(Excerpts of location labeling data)
********************

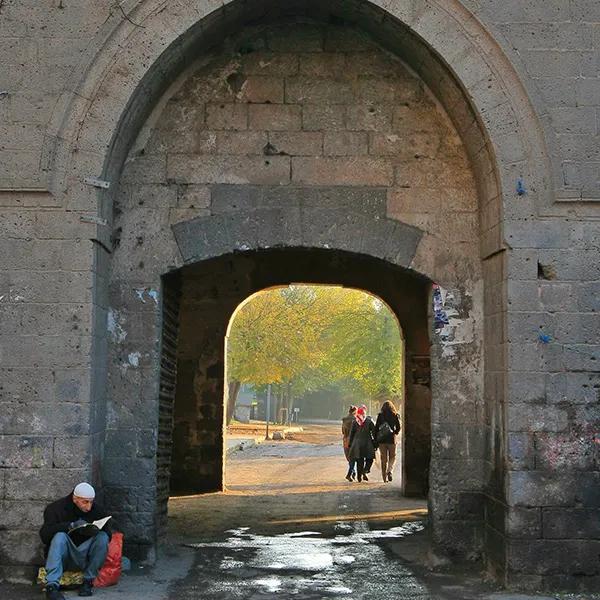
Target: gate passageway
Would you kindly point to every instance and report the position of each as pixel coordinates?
(290, 524)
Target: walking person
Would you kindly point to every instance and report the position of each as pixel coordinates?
(66, 548)
(346, 427)
(387, 427)
(362, 444)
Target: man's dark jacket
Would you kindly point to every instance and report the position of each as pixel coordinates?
(59, 515)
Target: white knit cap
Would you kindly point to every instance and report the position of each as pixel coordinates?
(84, 490)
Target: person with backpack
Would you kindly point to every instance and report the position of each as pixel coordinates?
(387, 427)
(346, 427)
(362, 443)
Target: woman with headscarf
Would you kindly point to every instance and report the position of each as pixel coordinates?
(362, 444)
(346, 427)
(387, 427)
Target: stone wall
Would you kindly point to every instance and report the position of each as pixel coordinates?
(530, 74)
(321, 124)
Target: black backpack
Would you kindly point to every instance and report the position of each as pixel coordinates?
(384, 432)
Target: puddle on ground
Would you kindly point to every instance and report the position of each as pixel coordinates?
(307, 565)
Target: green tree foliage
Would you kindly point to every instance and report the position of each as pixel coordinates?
(304, 338)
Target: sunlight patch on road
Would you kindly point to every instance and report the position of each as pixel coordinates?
(308, 563)
(404, 515)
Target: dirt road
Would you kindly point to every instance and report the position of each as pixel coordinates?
(290, 526)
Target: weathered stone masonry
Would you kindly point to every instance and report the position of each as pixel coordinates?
(476, 122)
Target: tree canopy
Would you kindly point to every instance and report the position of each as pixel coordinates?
(309, 337)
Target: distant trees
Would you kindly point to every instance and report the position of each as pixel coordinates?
(303, 338)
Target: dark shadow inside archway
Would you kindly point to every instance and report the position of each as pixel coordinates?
(199, 301)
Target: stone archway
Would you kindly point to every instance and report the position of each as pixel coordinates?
(126, 87)
(210, 291)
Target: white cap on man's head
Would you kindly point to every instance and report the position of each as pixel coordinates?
(84, 490)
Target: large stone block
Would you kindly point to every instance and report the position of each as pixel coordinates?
(15, 514)
(318, 117)
(341, 171)
(543, 488)
(23, 452)
(44, 418)
(345, 143)
(227, 116)
(241, 142)
(300, 143)
(548, 557)
(566, 452)
(521, 451)
(71, 452)
(536, 417)
(230, 169)
(275, 117)
(262, 89)
(20, 547)
(42, 484)
(570, 523)
(524, 523)
(318, 91)
(369, 117)
(322, 64)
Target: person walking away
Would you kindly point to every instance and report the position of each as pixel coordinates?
(346, 427)
(362, 443)
(63, 550)
(387, 427)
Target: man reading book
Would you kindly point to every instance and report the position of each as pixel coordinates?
(72, 541)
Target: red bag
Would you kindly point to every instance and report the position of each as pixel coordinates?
(111, 569)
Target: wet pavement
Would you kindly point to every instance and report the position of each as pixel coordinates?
(290, 526)
(347, 560)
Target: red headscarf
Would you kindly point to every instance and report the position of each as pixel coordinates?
(360, 416)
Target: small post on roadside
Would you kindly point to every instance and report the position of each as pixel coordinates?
(268, 410)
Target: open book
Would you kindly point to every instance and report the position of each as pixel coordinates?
(90, 529)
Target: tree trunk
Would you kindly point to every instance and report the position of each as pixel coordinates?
(233, 389)
(290, 402)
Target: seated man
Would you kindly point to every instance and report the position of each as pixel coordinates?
(85, 552)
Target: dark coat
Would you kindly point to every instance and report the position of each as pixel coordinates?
(394, 422)
(59, 514)
(361, 440)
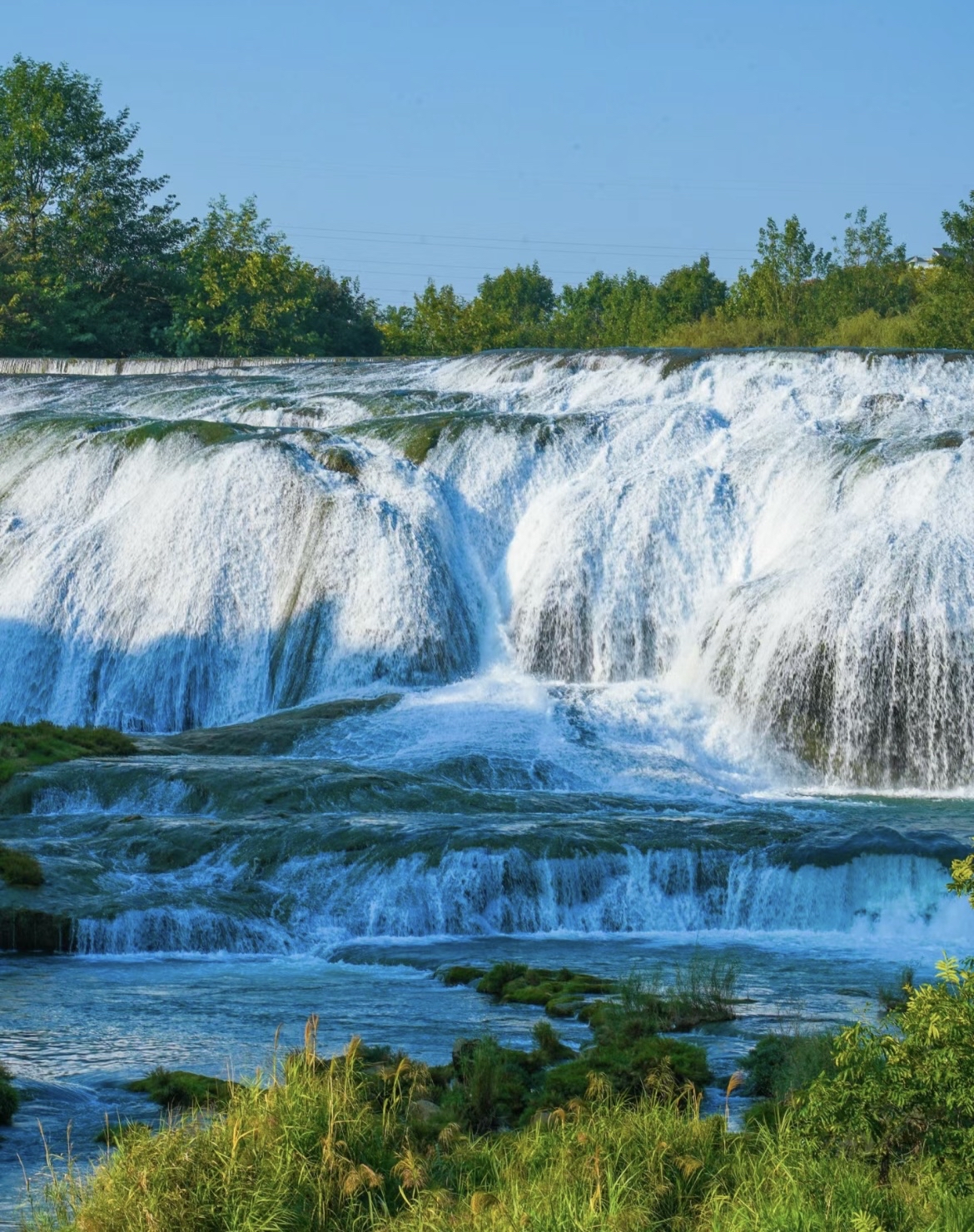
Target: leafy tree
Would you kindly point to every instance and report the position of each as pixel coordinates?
(907, 1088)
(515, 308)
(947, 313)
(340, 320)
(87, 261)
(871, 275)
(778, 287)
(246, 292)
(690, 292)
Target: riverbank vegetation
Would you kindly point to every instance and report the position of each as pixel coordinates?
(95, 261)
(868, 1131)
(23, 747)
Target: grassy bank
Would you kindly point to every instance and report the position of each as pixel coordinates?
(40, 744)
(867, 1131)
(346, 1144)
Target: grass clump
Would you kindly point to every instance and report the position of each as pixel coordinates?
(335, 1145)
(40, 744)
(783, 1062)
(181, 1090)
(20, 869)
(9, 1096)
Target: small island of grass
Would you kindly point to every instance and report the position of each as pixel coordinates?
(25, 747)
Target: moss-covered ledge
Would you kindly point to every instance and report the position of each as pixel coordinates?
(25, 747)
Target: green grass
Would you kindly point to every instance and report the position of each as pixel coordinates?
(181, 1090)
(20, 869)
(342, 1145)
(40, 744)
(782, 1062)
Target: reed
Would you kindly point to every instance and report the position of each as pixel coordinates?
(338, 1144)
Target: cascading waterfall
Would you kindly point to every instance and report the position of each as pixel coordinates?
(644, 592)
(794, 530)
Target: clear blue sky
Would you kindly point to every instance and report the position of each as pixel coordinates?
(400, 139)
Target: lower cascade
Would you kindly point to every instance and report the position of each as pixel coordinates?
(319, 905)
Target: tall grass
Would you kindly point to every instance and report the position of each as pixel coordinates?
(341, 1145)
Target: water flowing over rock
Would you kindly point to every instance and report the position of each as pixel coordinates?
(786, 538)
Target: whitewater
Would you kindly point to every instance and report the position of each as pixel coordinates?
(579, 658)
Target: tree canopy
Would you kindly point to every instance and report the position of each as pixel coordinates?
(94, 261)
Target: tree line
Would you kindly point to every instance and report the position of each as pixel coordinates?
(95, 261)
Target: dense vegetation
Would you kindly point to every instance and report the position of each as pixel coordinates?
(870, 1131)
(95, 261)
(40, 744)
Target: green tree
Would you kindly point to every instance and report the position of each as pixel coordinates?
(907, 1088)
(778, 289)
(690, 292)
(340, 320)
(607, 310)
(947, 310)
(870, 275)
(87, 259)
(515, 308)
(246, 292)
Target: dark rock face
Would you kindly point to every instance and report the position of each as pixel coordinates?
(30, 931)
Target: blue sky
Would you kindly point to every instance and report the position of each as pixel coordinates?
(399, 141)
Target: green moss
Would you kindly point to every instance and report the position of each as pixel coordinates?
(455, 976)
(678, 361)
(206, 431)
(20, 869)
(40, 744)
(415, 435)
(9, 1096)
(341, 461)
(517, 983)
(179, 1088)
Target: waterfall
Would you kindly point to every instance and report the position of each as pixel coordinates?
(786, 538)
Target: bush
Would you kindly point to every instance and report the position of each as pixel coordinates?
(781, 1063)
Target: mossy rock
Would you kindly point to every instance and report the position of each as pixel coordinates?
(517, 983)
(781, 1063)
(20, 869)
(28, 931)
(22, 747)
(676, 1065)
(180, 1088)
(341, 461)
(205, 431)
(455, 976)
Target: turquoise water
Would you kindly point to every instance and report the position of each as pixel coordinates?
(576, 659)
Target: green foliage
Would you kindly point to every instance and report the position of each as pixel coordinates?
(9, 1096)
(94, 261)
(962, 877)
(20, 869)
(513, 982)
(947, 313)
(907, 1088)
(179, 1088)
(40, 744)
(246, 293)
(782, 1062)
(87, 261)
(341, 1145)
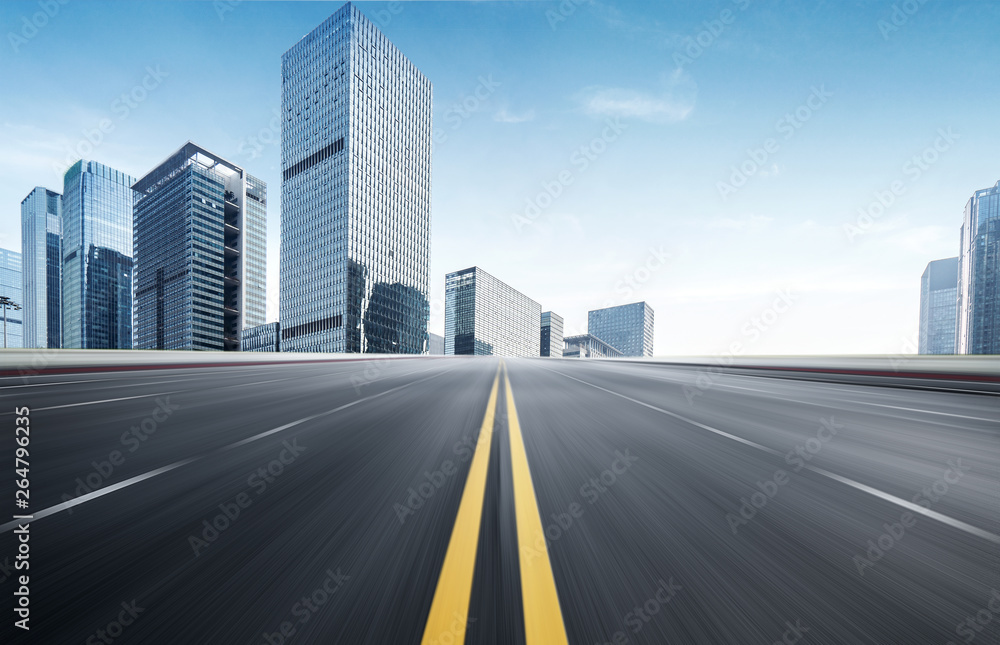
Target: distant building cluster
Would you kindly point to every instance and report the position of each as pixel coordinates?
(176, 259)
(960, 296)
(484, 316)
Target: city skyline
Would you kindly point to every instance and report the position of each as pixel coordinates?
(839, 305)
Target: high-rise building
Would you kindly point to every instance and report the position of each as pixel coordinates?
(939, 307)
(552, 330)
(435, 345)
(483, 316)
(627, 328)
(355, 192)
(979, 275)
(41, 251)
(589, 346)
(200, 227)
(12, 321)
(96, 257)
(262, 338)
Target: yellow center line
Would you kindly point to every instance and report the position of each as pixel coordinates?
(450, 607)
(543, 623)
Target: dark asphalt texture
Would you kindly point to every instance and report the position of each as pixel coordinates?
(657, 552)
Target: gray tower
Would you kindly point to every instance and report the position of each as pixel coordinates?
(96, 257)
(355, 192)
(939, 307)
(200, 225)
(41, 250)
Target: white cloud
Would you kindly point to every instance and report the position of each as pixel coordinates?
(674, 103)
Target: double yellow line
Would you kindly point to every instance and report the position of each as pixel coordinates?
(543, 623)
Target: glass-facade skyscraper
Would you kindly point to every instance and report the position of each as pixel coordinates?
(484, 316)
(200, 258)
(979, 275)
(96, 257)
(10, 286)
(355, 192)
(939, 307)
(627, 328)
(41, 250)
(552, 334)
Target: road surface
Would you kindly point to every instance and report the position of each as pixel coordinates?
(405, 501)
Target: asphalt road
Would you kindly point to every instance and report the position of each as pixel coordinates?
(386, 501)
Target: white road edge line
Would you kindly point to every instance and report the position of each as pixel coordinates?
(916, 508)
(52, 510)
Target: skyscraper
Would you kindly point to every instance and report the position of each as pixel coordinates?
(939, 307)
(589, 346)
(200, 258)
(979, 275)
(627, 328)
(484, 316)
(552, 331)
(96, 257)
(41, 250)
(12, 323)
(355, 192)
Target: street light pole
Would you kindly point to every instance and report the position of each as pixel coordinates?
(6, 302)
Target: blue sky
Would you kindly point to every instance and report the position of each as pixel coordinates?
(588, 152)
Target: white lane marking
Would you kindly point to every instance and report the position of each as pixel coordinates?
(839, 401)
(96, 380)
(124, 398)
(916, 508)
(177, 464)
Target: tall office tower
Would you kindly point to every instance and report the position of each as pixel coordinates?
(355, 192)
(200, 256)
(41, 250)
(552, 330)
(484, 316)
(979, 275)
(96, 257)
(939, 307)
(11, 321)
(627, 328)
(262, 338)
(589, 346)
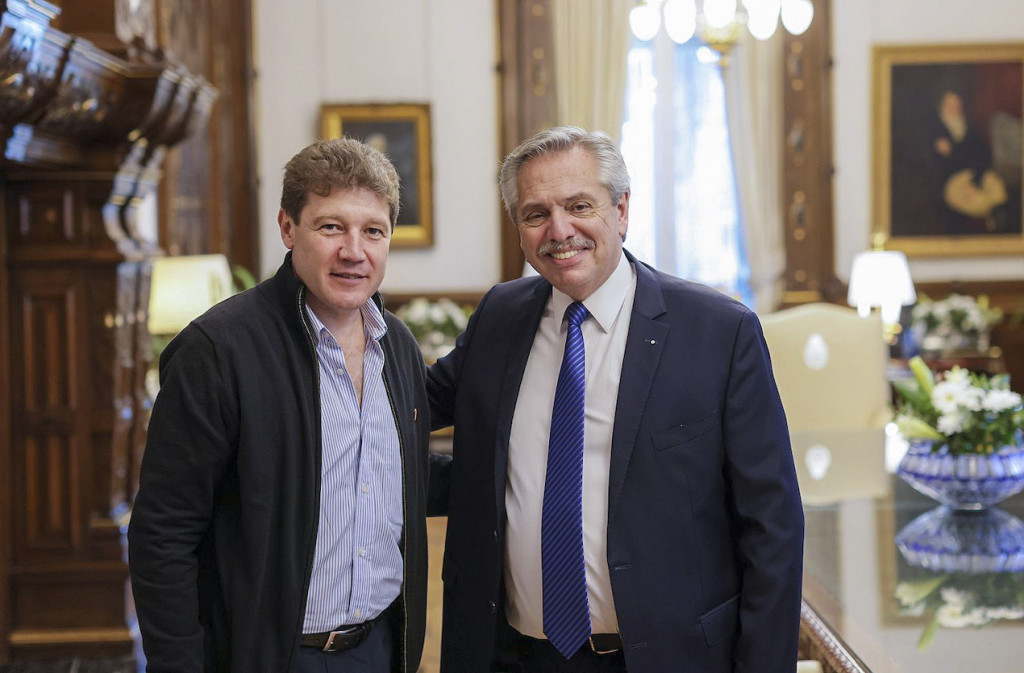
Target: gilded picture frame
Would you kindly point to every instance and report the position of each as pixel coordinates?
(947, 157)
(402, 132)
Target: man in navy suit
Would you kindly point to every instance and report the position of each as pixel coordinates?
(688, 512)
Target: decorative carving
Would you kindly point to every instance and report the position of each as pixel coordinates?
(818, 642)
(84, 135)
(32, 59)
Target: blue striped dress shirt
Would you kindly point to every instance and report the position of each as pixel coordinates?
(357, 568)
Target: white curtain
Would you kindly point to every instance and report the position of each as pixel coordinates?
(592, 39)
(754, 102)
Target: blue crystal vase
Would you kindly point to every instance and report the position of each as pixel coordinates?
(966, 480)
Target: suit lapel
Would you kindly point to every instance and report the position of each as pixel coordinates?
(644, 345)
(521, 319)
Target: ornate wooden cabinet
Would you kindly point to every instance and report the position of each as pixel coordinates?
(84, 133)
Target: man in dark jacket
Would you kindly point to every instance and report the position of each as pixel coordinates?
(623, 492)
(280, 519)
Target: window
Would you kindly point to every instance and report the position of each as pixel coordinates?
(684, 213)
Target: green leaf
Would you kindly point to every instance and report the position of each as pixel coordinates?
(928, 635)
(924, 375)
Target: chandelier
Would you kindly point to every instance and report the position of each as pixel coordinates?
(718, 23)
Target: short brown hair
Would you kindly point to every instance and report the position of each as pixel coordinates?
(340, 163)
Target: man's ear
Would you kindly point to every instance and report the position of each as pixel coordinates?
(287, 228)
(623, 211)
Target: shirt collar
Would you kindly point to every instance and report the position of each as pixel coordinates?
(373, 321)
(605, 302)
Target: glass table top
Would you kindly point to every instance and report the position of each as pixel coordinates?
(907, 585)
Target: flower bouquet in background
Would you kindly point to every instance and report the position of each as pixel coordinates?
(958, 600)
(964, 430)
(958, 323)
(434, 325)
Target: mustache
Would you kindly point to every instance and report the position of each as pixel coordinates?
(567, 244)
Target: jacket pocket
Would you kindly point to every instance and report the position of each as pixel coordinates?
(678, 434)
(721, 622)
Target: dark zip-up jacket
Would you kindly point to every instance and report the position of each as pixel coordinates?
(223, 528)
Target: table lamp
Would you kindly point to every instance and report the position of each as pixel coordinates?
(882, 278)
(182, 288)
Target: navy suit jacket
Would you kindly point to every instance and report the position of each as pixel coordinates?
(705, 537)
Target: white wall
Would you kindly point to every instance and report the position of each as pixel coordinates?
(857, 26)
(437, 51)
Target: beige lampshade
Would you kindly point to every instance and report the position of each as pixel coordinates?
(183, 288)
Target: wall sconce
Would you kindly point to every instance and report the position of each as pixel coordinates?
(882, 278)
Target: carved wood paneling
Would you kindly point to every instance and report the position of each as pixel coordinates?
(85, 134)
(6, 481)
(46, 449)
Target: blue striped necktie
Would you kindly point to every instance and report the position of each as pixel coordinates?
(566, 612)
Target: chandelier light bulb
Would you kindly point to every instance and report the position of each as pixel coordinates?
(797, 15)
(680, 19)
(644, 22)
(762, 17)
(720, 13)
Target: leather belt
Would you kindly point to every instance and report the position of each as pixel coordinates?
(604, 643)
(343, 638)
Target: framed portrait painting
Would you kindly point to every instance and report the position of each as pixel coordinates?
(947, 149)
(401, 131)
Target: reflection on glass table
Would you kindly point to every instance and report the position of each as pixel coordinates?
(901, 586)
(838, 465)
(974, 562)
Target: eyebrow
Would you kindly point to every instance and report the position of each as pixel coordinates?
(587, 196)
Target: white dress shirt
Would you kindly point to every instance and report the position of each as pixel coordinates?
(604, 334)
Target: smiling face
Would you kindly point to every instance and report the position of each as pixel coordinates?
(339, 250)
(569, 229)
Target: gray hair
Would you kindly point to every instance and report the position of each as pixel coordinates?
(610, 166)
(341, 163)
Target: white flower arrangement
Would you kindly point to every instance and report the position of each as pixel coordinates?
(960, 600)
(968, 412)
(434, 324)
(956, 323)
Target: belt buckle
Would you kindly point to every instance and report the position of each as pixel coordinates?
(328, 646)
(593, 647)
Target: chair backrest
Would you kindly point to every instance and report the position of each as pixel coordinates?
(829, 366)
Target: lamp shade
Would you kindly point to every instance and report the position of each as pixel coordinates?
(881, 278)
(183, 288)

********************

# [WHAT YOU SHOULD DO]
Each line from the one containing "Target: smiling face" through the end of the entries, both included, is to be returned exactly, with no other lines.

# [COMPLETE OUTPUT]
Target: smiling face
Would you kindly point to every instance and report the position of each as pixel coordinates?
(339, 250)
(569, 229)
Target: gray hair
Would you kindly point to every instance and report the position of each as pixel coordinates?
(610, 166)
(341, 163)
Target: white flower arrangement
Would you kindly point to every instance and report the position of each as pixel coordinates?
(960, 600)
(968, 412)
(434, 324)
(956, 323)
Target: belt buckle
Would you kindly point to every instance and report the position of each as pixel coordinates?
(328, 646)
(593, 647)
Target: chair backrest
Would you kindly point to every instance and report the position of each as pixel coordinates?
(829, 366)
Target: lamp shade
Would you kindly point to every instance and report the position of each as pixel coordinates?
(881, 278)
(183, 288)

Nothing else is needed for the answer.